▶ _WHAT THE TASK REQUIRES_: Start at the first record below and retype through the last, exactly.
(MATERIAL FOR THIS TASK begins)
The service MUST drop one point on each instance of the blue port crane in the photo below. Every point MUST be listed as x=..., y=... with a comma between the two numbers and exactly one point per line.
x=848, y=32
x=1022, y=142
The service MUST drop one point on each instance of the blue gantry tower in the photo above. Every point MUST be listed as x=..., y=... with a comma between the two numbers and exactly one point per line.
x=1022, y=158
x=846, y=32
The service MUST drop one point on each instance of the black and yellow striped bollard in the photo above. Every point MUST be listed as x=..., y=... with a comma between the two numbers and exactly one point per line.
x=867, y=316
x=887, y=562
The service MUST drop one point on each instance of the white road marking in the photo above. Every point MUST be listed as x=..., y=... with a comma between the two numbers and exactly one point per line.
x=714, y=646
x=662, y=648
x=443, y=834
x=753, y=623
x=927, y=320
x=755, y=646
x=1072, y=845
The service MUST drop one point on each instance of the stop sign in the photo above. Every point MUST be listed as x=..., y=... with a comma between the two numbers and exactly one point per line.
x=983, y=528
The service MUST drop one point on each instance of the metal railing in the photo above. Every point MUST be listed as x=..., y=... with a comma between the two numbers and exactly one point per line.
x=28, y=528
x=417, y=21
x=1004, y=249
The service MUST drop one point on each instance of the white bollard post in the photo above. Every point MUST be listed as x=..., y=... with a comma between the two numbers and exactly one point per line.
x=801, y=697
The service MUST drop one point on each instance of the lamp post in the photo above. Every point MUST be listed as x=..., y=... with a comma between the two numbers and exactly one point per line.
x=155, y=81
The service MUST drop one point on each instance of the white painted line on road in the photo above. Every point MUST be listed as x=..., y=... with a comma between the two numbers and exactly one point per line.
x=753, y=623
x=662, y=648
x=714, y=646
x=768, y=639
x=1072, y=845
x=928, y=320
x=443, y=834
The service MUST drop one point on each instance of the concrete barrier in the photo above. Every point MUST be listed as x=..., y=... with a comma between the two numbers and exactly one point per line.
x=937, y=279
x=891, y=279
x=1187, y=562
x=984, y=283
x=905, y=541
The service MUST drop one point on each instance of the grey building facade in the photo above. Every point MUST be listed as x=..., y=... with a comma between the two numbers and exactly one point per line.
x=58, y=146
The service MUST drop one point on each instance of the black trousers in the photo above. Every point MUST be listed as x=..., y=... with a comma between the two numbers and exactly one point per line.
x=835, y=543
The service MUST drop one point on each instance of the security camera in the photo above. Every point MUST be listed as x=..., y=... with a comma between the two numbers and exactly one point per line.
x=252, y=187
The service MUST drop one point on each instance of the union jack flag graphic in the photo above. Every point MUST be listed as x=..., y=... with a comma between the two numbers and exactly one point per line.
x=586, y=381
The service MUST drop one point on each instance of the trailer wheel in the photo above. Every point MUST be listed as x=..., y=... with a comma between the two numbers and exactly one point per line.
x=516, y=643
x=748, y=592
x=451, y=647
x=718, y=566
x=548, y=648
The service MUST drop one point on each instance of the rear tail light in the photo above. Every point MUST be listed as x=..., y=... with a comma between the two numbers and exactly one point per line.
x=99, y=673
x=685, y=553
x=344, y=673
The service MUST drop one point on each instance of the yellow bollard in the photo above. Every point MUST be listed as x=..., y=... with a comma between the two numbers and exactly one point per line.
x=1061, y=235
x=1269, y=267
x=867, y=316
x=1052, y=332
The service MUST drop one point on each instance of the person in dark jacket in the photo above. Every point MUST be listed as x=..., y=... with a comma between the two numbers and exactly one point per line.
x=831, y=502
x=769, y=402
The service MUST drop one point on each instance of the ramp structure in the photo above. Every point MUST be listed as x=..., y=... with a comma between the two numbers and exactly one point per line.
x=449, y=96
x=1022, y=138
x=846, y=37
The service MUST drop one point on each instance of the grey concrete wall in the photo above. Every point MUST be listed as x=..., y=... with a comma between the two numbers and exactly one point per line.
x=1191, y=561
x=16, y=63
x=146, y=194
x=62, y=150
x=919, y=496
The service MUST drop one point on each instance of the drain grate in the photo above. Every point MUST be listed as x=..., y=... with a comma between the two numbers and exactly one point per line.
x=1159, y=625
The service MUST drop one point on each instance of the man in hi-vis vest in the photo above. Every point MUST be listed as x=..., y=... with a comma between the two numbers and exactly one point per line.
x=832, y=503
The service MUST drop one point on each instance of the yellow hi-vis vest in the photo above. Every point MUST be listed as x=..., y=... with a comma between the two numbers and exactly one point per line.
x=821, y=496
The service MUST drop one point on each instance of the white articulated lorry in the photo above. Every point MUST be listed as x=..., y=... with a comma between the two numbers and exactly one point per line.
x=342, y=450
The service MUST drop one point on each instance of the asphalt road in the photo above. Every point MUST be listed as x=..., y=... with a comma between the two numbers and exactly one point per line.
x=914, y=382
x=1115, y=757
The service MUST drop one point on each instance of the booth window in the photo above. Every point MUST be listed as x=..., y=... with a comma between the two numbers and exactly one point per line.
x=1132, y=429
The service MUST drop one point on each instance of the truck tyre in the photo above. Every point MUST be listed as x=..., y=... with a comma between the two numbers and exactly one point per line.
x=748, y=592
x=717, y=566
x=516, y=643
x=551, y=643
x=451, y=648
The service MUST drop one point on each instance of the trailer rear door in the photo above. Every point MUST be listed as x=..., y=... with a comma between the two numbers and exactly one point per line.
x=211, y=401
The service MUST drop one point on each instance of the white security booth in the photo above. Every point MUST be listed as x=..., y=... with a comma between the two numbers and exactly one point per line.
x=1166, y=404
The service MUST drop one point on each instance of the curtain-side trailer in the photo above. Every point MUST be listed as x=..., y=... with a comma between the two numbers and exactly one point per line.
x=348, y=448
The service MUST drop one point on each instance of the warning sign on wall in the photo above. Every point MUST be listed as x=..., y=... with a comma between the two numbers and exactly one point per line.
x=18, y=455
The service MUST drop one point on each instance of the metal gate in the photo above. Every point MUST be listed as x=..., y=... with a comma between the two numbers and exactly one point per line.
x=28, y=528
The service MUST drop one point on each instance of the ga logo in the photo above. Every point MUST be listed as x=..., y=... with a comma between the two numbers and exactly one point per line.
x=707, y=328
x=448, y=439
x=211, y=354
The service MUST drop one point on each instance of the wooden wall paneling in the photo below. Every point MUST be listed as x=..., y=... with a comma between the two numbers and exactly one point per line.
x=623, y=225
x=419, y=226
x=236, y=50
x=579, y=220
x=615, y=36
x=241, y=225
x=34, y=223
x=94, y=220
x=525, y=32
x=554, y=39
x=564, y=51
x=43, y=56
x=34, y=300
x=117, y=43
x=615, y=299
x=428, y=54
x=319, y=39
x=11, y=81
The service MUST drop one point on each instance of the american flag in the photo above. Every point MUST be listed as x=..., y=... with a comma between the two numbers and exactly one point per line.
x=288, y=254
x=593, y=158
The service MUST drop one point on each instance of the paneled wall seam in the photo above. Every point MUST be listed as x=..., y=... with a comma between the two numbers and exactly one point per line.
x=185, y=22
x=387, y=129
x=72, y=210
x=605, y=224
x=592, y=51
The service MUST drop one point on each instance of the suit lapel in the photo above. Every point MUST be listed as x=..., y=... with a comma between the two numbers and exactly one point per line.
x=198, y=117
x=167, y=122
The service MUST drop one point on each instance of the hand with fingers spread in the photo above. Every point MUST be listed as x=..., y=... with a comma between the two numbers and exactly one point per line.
(MATERIAL FOR THIS TASK ends)
▶ _SOLUTION TO THIS EXERCISE_:
The service MUST drop one point on each instance of the blue port crane in the photo below. Every point MUST be listed as x=..., y=... with a comma between the two numbers and exactly one point per line.
x=848, y=32
x=1022, y=142
The service MUST drop one point on each instance of the blue gantry tower in the photo above. Every point MUST be listed as x=..., y=... with a comma between the two numbers and exactly one point per line.
x=1022, y=158
x=846, y=32
The service MUST drop one point on each instance of the black and yellow striped bollard in the photo above. Every point MUST be listed as x=..., y=... with a comma between the two numbers and exactly one point per line.
x=867, y=316
x=887, y=562
The service MUST drop one point on each instance of the white road marking in the photo above. Every point MUST be listed as x=..., y=... with a comma between the two numbers and exactly one point per line.
x=714, y=646
x=662, y=648
x=443, y=834
x=753, y=623
x=927, y=320
x=755, y=646
x=1072, y=845
The service MUST drop one point on each instance of the stop sign in the photo above. Every point MUST be listed as x=..., y=... with a comma between the two numbers and exactly one point per line.
x=983, y=528
The service MUST drop one point on each instance of the metal railing in the photo above. Every point MUST be listed as x=..., y=... with a comma between the two numbers and exactly one point per line.
x=28, y=528
x=417, y=21
x=1004, y=249
The service MUST drop one point on each instance of the white bollard post in the photo above. Every point MUST be listed as x=..., y=... with a comma between the two numbers and exactly one point per line.
x=801, y=697
The service MUST drop one point on each instance of the lamp post in the photo above. Every point MUST be listed as x=..., y=... with a comma between the two numbers and exactly one point per line.
x=155, y=81
The service MUST drop one point on each instance of the white painted line on road in the photo above. Every point MUST be listed as x=..., y=... with a comma between the two numbers and exactly one point per line.
x=753, y=623
x=662, y=648
x=714, y=646
x=768, y=639
x=1072, y=845
x=928, y=320
x=443, y=834
The service MUST drop one point on each instance of the concrete barrier in the photo above. Every point MUST be listed as x=..., y=... with a comma between the two numbers and exactly one point per line.
x=937, y=279
x=891, y=279
x=1187, y=562
x=984, y=283
x=905, y=541
The service MUST drop one point on each instance of the grey building facade in the photo above. Every point MUST be listed as x=..., y=... with a comma between the two numbers and exactly one point per line.
x=58, y=146
The service MUST drop one point on each instance of the black trousers in the photo above. Every point MUST be listed as x=..., y=... with a comma between the two numbers and exactly one point per line.
x=835, y=543
The service MUST drop one point on each instance of the security camera in the photo above. Every point MUST be listed as x=..., y=... with a comma between the two numbers and exactly one point per line.
x=252, y=187
The service MUST drop one point on each instance of the union jack flag graphic in the photo above. Every point MUST be listed as x=..., y=... with a comma between the two numbers and exactly one point per line.
x=586, y=381
The service MUST drop one point on each instance of the trailer wheel in the photo above. Every point MUST be listed as x=..., y=... with a comma between the two numbers and exactly one point per line.
x=516, y=643
x=748, y=592
x=451, y=647
x=718, y=566
x=548, y=648
The service MUST drop one point on each instance of the rear tail light in the photo above. Every point MUST be listed as x=..., y=... with a comma between the two numbers and exactly one point per line.
x=99, y=673
x=685, y=553
x=344, y=673
The service MUST drop one point on each instance of the yellow bollard in the photo above. Every point MUST be listed as x=..., y=... with a comma between the two numbers and exactly one point per line.
x=1061, y=235
x=1269, y=267
x=867, y=316
x=1052, y=332
The service MUST drop one point on each instance of the person in dark jacket in the photo above. Every point MUST be listed as x=..., y=... with a comma between the two numbers and exactly one point per line.
x=831, y=502
x=769, y=402
The service MUST drop one point on each instance of the ramp structure in the photo above. Every point MUST be listed as x=..., y=... with a comma between the two numbers and exactly one point per line.
x=449, y=96
x=1022, y=138
x=846, y=37
The service MUST drop one point on each instance of the grey concrete wall in the photo above. Every point MUST be listed as x=..., y=... with a comma between the two numbers and exactly one point per line.
x=1191, y=561
x=16, y=63
x=146, y=194
x=62, y=150
x=919, y=496
The service MUST drop one point on each instance of the drain grate in the photo above. Every point MUST be listed as x=..., y=... with a comma between the two numbers and exactly one point per line.
x=1159, y=625
The service MUST drop one point on each instance of the man in hi-vis vest in the photo above. Every point MUST be listed as x=..., y=... with a comma between the two numbers and exactly one point per line.
x=832, y=503
The service MUST drop one point on each instance of the yellow hi-vis vest in the photo above. Every point MUST be listed as x=..., y=... with a comma between the two numbers and exactly one point per line.
x=821, y=496
The service MUST drop one point on each instance of the white articulated lorry in the photo above. Every point MUST be listed as x=..., y=... with a comma between the two numbers and exactly one point per line.
x=342, y=450
The service MUST drop one point on each instance of the asphalt road in the photo above. Every point MUST be listed as x=..., y=... with a comma between the two numbers and exactly one point per line.
x=914, y=382
x=1115, y=757
The service MUST drop one point on each instance of the booth window in the photo above. Every point MUST be listed as x=..., y=... with a comma between the two numbers and exactly one point per line.
x=1132, y=429
The service MUST drop one point on each instance of the truck tyre in the photo above. Every point MUST be listed as x=..., y=... with a comma between the two numbers and exactly one point per line.
x=748, y=592
x=717, y=566
x=516, y=643
x=551, y=643
x=451, y=648
The service MUST drop one point on each instance of the trailer rear door in the photo above. Every point MUST be listed as x=..., y=... with a comma between the two numbers and exactly one point per line.
x=211, y=401
The service MUST drop one point on each instance of the white security booth in the photo above. Every point MUST be listed as x=..., y=... with a comma between the two numbers and exactly one point per line.
x=1166, y=404
The service MUST drop one point on each instance of the curtain-side trailer in the photo above. Every point MUST be listed as x=..., y=... with a comma between the two numbers and exactly one point per line.
x=348, y=448
The service MUST drop one point on each instance of the warning sign on wall in the photo above. Every point MUST be listed as x=..., y=... with a comma between the two numbers and exactly one point per line.
x=18, y=455
The service MUST drop one point on each instance of the metal gate in the photo above. Every point MUST be listed as x=..., y=... with a comma between the two numbers and exactly one point per line.
x=28, y=528
The service MUST drop one point on each instance of the ga logo in the photo above. Every point MUST be listed as x=..., y=... with a comma between the two numbers and exactly one point per line.
x=707, y=328
x=448, y=439
x=211, y=354
The service MUST drop one point on each instance of the wooden wall paneling in the photo below. Every point MUST be listed as x=..., y=... with a comma between the two numbers and exactly one point per line.
x=623, y=225
x=419, y=226
x=236, y=50
x=579, y=220
x=615, y=36
x=241, y=225
x=34, y=223
x=94, y=220
x=525, y=32
x=554, y=39
x=564, y=51
x=43, y=56
x=34, y=300
x=117, y=43
x=615, y=299
x=428, y=54
x=319, y=39
x=11, y=81
The service MUST drop one point on each instance of the american flag in the photo above. Every point MUST be listed as x=..., y=... with a comma between the two numbers and exactly one point per line.
x=288, y=254
x=593, y=158
The service MUST drop one point on each instance of the paneled wall seam in the photo above. Every point MUST be listed as x=..., y=... with a comma between the two numbers and exactly one point per line.
x=185, y=22
x=387, y=129
x=72, y=210
x=605, y=224
x=592, y=51
The service MUST drop one point on each instance of the suit lapel in the photo above. Every point MUST be listed as x=..., y=... with a comma between the two numbers and exactly one point per line.
x=198, y=117
x=167, y=122
The service MUST drop one point on each instance of the hand with fingers spread in the photo above. Every point MUST be listed as x=..., y=... with a comma between the two numbers and exactly one point per line.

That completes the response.